_DATA EXCERPTS_
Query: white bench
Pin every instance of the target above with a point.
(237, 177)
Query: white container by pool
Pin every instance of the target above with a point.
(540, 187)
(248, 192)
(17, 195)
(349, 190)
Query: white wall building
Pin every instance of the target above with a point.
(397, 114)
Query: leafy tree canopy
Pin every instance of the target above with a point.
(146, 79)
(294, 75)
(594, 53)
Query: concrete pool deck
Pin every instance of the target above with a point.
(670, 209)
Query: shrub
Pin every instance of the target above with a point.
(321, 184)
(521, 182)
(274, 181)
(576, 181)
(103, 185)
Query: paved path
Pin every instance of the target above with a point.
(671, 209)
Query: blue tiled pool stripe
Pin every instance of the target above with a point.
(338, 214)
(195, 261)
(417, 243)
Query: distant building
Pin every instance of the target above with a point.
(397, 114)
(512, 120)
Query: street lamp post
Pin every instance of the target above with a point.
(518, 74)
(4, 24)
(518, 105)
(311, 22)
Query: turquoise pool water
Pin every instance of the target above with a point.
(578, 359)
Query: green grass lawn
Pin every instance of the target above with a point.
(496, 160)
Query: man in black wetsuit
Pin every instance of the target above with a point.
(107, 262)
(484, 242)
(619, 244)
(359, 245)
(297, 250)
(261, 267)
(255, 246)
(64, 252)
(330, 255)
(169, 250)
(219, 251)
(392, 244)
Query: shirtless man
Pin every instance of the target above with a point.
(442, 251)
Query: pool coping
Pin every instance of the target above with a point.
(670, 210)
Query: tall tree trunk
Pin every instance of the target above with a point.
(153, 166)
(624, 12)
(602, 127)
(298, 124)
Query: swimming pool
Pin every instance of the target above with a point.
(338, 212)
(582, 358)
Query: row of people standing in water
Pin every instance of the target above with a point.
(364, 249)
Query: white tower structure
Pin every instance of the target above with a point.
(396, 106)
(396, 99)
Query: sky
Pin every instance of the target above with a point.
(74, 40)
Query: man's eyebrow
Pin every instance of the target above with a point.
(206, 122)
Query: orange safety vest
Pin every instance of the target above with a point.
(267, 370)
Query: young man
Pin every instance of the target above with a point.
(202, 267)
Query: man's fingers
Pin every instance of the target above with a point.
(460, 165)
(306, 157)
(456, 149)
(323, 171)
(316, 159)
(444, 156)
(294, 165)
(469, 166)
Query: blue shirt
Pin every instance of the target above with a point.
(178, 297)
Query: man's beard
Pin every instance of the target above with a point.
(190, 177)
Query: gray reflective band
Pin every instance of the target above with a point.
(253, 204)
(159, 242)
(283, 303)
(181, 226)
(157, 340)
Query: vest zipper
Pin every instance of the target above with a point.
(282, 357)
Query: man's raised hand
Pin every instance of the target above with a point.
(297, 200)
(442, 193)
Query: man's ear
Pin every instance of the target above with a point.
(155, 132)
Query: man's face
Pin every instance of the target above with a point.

_PROBLEM DESCRIPTION_
"Query: gray reflective band" marks the first line to print; reproduce that line and every line after it through the end of the listing above.

_EXERCISE OUTPUT_
Query: gray reflective band
Pin every instance of the target above with a point.
(253, 204)
(159, 242)
(283, 303)
(181, 226)
(157, 340)
Query: vest zipper
Pin every instance of the target above with a point.
(282, 357)
Query: man's raised hand
Pin every instance of the target above with a point.
(297, 200)
(442, 193)
Query: man's ear
Pin every instance of the target above with a point.
(155, 132)
Query: man's face
Pin every instance of the target above with a point.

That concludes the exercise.